--- Provided records ---
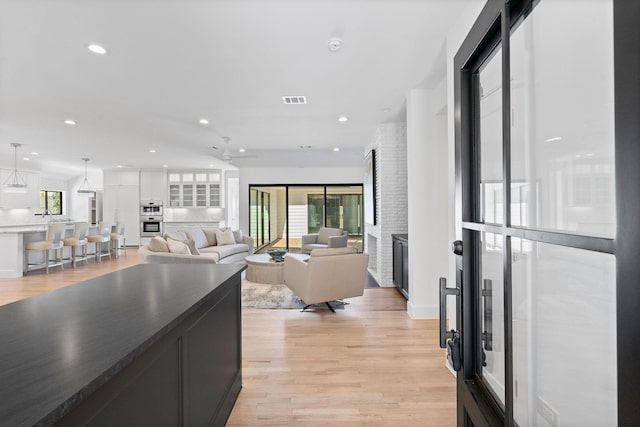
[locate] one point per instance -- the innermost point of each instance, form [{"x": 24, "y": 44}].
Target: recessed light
[
  {"x": 294, "y": 99},
  {"x": 555, "y": 138},
  {"x": 96, "y": 48},
  {"x": 334, "y": 44}
]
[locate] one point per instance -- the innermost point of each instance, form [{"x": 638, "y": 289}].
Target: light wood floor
[{"x": 366, "y": 365}]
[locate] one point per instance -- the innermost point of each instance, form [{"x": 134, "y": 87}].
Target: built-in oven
[
  {"x": 151, "y": 208},
  {"x": 150, "y": 226}
]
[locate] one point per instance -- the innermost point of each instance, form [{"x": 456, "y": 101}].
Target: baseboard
[{"x": 423, "y": 311}]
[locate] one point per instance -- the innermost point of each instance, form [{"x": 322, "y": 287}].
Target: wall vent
[{"x": 294, "y": 100}]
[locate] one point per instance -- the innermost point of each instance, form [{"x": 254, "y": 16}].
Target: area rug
[{"x": 260, "y": 295}]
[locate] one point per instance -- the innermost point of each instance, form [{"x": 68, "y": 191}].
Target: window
[{"x": 51, "y": 201}]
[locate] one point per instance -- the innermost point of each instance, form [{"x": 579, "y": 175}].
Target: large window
[
  {"x": 50, "y": 202},
  {"x": 281, "y": 214}
]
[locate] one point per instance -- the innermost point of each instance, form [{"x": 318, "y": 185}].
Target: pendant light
[
  {"x": 15, "y": 183},
  {"x": 85, "y": 189}
]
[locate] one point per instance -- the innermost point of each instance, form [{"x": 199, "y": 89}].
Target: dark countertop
[{"x": 59, "y": 347}]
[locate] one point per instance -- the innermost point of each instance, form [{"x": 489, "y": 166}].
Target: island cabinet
[
  {"x": 154, "y": 344},
  {"x": 401, "y": 263}
]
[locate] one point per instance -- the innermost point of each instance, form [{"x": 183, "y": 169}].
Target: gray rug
[{"x": 260, "y": 295}]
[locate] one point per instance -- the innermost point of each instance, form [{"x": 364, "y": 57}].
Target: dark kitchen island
[{"x": 152, "y": 344}]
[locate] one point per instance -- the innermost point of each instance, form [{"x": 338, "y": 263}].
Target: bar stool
[
  {"x": 78, "y": 240},
  {"x": 117, "y": 235},
  {"x": 53, "y": 242},
  {"x": 101, "y": 240}
]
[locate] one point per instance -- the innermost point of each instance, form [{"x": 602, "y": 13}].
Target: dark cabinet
[{"x": 401, "y": 263}]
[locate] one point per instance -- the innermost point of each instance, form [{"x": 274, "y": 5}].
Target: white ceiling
[{"x": 172, "y": 62}]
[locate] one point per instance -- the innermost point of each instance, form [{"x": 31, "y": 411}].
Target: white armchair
[
  {"x": 328, "y": 275},
  {"x": 326, "y": 238}
]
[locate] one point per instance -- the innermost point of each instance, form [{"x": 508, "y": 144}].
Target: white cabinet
[
  {"x": 28, "y": 200},
  {"x": 153, "y": 185},
  {"x": 194, "y": 189},
  {"x": 121, "y": 202}
]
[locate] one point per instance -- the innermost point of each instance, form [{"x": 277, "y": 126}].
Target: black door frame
[{"x": 492, "y": 27}]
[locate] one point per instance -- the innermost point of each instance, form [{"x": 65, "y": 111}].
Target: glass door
[{"x": 543, "y": 140}]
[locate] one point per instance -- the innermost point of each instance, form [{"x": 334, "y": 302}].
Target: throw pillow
[
  {"x": 225, "y": 237},
  {"x": 197, "y": 235},
  {"x": 334, "y": 251},
  {"x": 158, "y": 244},
  {"x": 177, "y": 247},
  {"x": 210, "y": 234},
  {"x": 176, "y": 235},
  {"x": 192, "y": 246},
  {"x": 325, "y": 233}
]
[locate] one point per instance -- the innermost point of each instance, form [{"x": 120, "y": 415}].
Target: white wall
[
  {"x": 428, "y": 206},
  {"x": 270, "y": 176},
  {"x": 390, "y": 143}
]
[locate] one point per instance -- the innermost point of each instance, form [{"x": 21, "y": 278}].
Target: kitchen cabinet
[
  {"x": 194, "y": 189},
  {"x": 28, "y": 200},
  {"x": 153, "y": 185},
  {"x": 401, "y": 263},
  {"x": 121, "y": 202}
]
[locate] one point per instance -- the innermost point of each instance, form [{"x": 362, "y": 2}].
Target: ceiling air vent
[{"x": 294, "y": 100}]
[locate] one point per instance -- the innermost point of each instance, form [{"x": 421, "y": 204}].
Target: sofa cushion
[
  {"x": 225, "y": 237},
  {"x": 210, "y": 234},
  {"x": 227, "y": 250},
  {"x": 198, "y": 237},
  {"x": 333, "y": 251},
  {"x": 324, "y": 233},
  {"x": 176, "y": 235},
  {"x": 177, "y": 247},
  {"x": 158, "y": 244}
]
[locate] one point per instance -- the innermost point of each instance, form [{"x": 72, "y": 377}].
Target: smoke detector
[{"x": 335, "y": 44}]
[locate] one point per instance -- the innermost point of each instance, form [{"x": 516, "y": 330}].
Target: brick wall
[{"x": 390, "y": 143}]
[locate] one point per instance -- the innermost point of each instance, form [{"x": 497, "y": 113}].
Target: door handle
[
  {"x": 444, "y": 292},
  {"x": 449, "y": 339}
]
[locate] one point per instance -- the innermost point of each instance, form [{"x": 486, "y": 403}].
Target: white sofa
[{"x": 198, "y": 245}]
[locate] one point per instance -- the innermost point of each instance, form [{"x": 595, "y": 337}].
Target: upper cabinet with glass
[{"x": 199, "y": 189}]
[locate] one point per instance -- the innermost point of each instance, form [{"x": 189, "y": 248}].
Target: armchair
[
  {"x": 328, "y": 275},
  {"x": 326, "y": 238}
]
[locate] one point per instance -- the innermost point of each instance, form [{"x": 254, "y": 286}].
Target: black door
[{"x": 547, "y": 169}]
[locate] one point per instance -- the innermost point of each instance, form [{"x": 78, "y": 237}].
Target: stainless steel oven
[
  {"x": 151, "y": 208},
  {"x": 150, "y": 226}
]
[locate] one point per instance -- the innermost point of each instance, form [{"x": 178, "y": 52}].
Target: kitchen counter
[
  {"x": 139, "y": 344},
  {"x": 12, "y": 242}
]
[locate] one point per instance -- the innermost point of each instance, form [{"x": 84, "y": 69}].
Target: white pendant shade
[
  {"x": 15, "y": 183},
  {"x": 85, "y": 188}
]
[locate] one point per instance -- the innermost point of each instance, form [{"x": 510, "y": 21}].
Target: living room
[{"x": 141, "y": 104}]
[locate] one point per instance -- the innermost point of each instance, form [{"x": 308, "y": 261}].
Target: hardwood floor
[{"x": 366, "y": 365}]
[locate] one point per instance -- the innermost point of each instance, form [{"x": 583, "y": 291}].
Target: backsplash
[{"x": 194, "y": 214}]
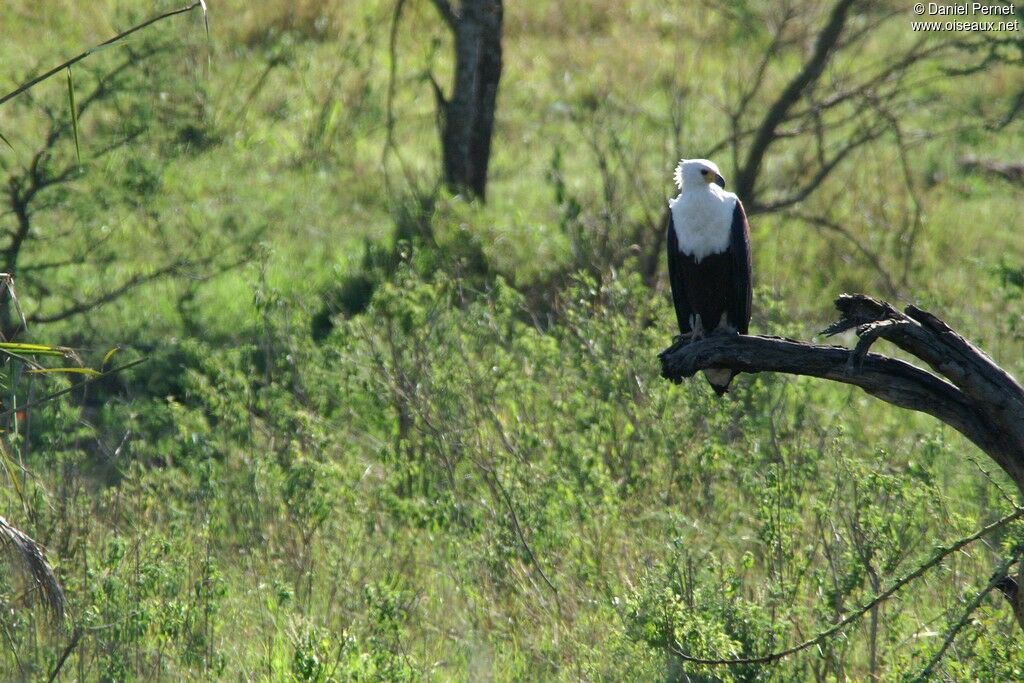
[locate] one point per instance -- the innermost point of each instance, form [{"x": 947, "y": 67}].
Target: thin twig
[
  {"x": 860, "y": 611},
  {"x": 78, "y": 57},
  {"x": 997, "y": 575}
]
---
Set task: Quote every line word for word and keep the images out of the copy.

Output below:
[locate] one point per instance -- the innermost point of each instance, form [{"x": 24, "y": 44}].
Target: recessed light
[
  {"x": 294, "y": 99},
  {"x": 555, "y": 138},
  {"x": 96, "y": 48},
  {"x": 334, "y": 44}
]
[locate] one point per instance -- the innermost point of each instance, form [{"x": 638, "y": 289}].
Target: light wood floor
[{"x": 366, "y": 365}]
[locate] one point per instance -- the innermost point of each instance, form [{"x": 134, "y": 87}].
Target: built-in oven
[
  {"x": 151, "y": 208},
  {"x": 150, "y": 226}
]
[locate] one point per instance -- the innermost point of each instance, form [{"x": 456, "y": 101}].
Target: baseboard
[{"x": 423, "y": 311}]
[locate] one point per instance -- the innermost point of each instance, form [{"x": 322, "y": 287}].
Target: wall vent
[{"x": 294, "y": 100}]
[locate] one point per instance -- the innermost point of each instance, form [{"x": 254, "y": 16}].
Target: area rug
[{"x": 260, "y": 295}]
[locate] one point per instance -- the innermost point of each instance, form [{"x": 68, "y": 191}].
Target: window
[{"x": 51, "y": 201}]
[locate] one point per instance -- the innermost point of each instance, form [{"x": 579, "y": 175}].
Target: large window
[
  {"x": 50, "y": 202},
  {"x": 281, "y": 214}
]
[locate] one point per instance -- the innermost point of each instance, form [{"x": 318, "y": 185}].
Target: pendant light
[
  {"x": 15, "y": 183},
  {"x": 85, "y": 189}
]
[locate] one point per instance -- the innermost point of each instance, form [{"x": 199, "y": 89}].
Target: dark countertop
[{"x": 59, "y": 347}]
[locate] one point per instance -- the innermost point of each instance, form [{"x": 489, "y": 166}].
Target: island cabinet
[
  {"x": 154, "y": 344},
  {"x": 401, "y": 263}
]
[locate] one point per instance -- the innermost point of each instance, form [{"x": 183, "y": 169}].
Target: gray rug
[{"x": 260, "y": 295}]
[locate] one point per instance -- the innermost point of each instance, form [{"x": 364, "y": 57}].
Target: dark kitchen island
[{"x": 152, "y": 344}]
[locate] one point per instance -- the innermost point of each instance, form [{"x": 338, "y": 263}].
Target: bar stool
[
  {"x": 78, "y": 240},
  {"x": 117, "y": 235},
  {"x": 53, "y": 242},
  {"x": 101, "y": 240}
]
[locate] one point per instance -- the innermost point of each instance, form [{"x": 602, "y": 13}].
Target: dark cabinet
[{"x": 401, "y": 263}]
[locate] one point per instance -- the innermost point of each instance, form [{"x": 274, "y": 5}].
Target: white ceiling
[{"x": 172, "y": 62}]
[locate] one point per instance -- the innermost point of each instance, form [{"x": 31, "y": 411}].
Target: white armchair
[
  {"x": 328, "y": 275},
  {"x": 326, "y": 238}
]
[locate] one point per instance -- the innermost point of each instance, form [{"x": 508, "y": 144}].
Target: white cabinet
[
  {"x": 28, "y": 200},
  {"x": 153, "y": 185},
  {"x": 194, "y": 189},
  {"x": 121, "y": 202}
]
[locate] one point per instance -- the innermost point of each instance, form [{"x": 277, "y": 126}].
Target: black door frame
[{"x": 492, "y": 27}]
[locate] one point per instance -- the innermost point of each instance, form [{"x": 65, "y": 111}].
Target: glass door
[{"x": 543, "y": 140}]
[locate] one point per instance -- the innermost point of each instance, form [{"x": 334, "y": 302}].
Target: throw pillow
[
  {"x": 225, "y": 237},
  {"x": 197, "y": 235},
  {"x": 334, "y": 251},
  {"x": 158, "y": 244},
  {"x": 177, "y": 247},
  {"x": 210, "y": 234},
  {"x": 176, "y": 235},
  {"x": 192, "y": 246},
  {"x": 325, "y": 233}
]
[locate] one point per instance -- the innermost point of each instance, form [{"x": 120, "y": 415}].
Target: white wall
[
  {"x": 428, "y": 206},
  {"x": 270, "y": 176},
  {"x": 390, "y": 143}
]
[locate] one point per instance -- the innermost point of each instance, form [{"x": 21, "y": 278}].
Target: kitchen cabinet
[
  {"x": 194, "y": 189},
  {"x": 28, "y": 200},
  {"x": 153, "y": 185},
  {"x": 401, "y": 263},
  {"x": 121, "y": 202}
]
[locate] one point per instance -- the innermost point of each instance, form [{"x": 362, "y": 2}].
Target: ceiling air vent
[{"x": 294, "y": 100}]
[locate] one point per instance -- the innermost point of each instance, form [{"x": 421, "y": 204}].
Target: sofa cushion
[
  {"x": 225, "y": 237},
  {"x": 210, "y": 234},
  {"x": 227, "y": 250},
  {"x": 198, "y": 237},
  {"x": 333, "y": 251},
  {"x": 324, "y": 233},
  {"x": 176, "y": 235},
  {"x": 177, "y": 247},
  {"x": 158, "y": 244}
]
[locate] one point per instance -- the innermost point of each instance, form [{"x": 72, "y": 377}].
Target: smoke detector
[{"x": 335, "y": 44}]
[locate] one point per instance -- the innermost point of each instance, form [{"x": 516, "y": 330}].
Target: brick wall
[{"x": 390, "y": 143}]
[locate] one point per instance -- the innermost point of each instance, form [{"x": 497, "y": 113}].
Target: door handle
[
  {"x": 444, "y": 292},
  {"x": 449, "y": 339}
]
[locate] one point per instance -- the innermost point of each instance, form [{"x": 486, "y": 403}].
Target: white sofa
[{"x": 198, "y": 245}]
[locate] one point per instance -- the innermost point of each instance, form [{"x": 595, "y": 337}].
Target: upper cabinet with glass
[{"x": 199, "y": 189}]
[locate] one point per instance -- the innermost point of each instance, form [{"x": 189, "y": 248}].
Target: armchair
[
  {"x": 328, "y": 275},
  {"x": 326, "y": 238}
]
[locate] one point per instance -- the innermost point of each instance, form [{"x": 254, "y": 286}].
Target: black door
[{"x": 547, "y": 169}]
[locate] one point per instance -- the innermost point of each instance, form [{"x": 78, "y": 237}].
Target: stainless steel oven
[
  {"x": 151, "y": 208},
  {"x": 150, "y": 226}
]
[locate] one point per instance -- the innermost point of each instance, form [{"x": 178, "y": 52}].
Target: kitchen counter
[
  {"x": 139, "y": 344},
  {"x": 12, "y": 242}
]
[locate] one point per instance -- the innermost point of each instance, form [{"x": 84, "y": 69}].
Target: white pendant shade
[
  {"x": 15, "y": 183},
  {"x": 85, "y": 188}
]
[locate] one point per instance -- the innermost point of each instance, form [{"x": 510, "y": 21}].
Target: living room
[{"x": 141, "y": 104}]
[locate] one point per instance -- the innermost point of each instance, form [{"x": 308, "y": 261}].
Target: hardwood floor
[{"x": 366, "y": 365}]
[locate] one point per instance -- the innermost point of each instance, form [{"x": 583, "y": 291}].
Target: backsplash
[{"x": 194, "y": 214}]
[locate] one point per instance -- the innermost point of each instance, form [{"x": 947, "y": 67}].
Target: thin twig
[
  {"x": 860, "y": 611},
  {"x": 78, "y": 57},
  {"x": 997, "y": 575}
]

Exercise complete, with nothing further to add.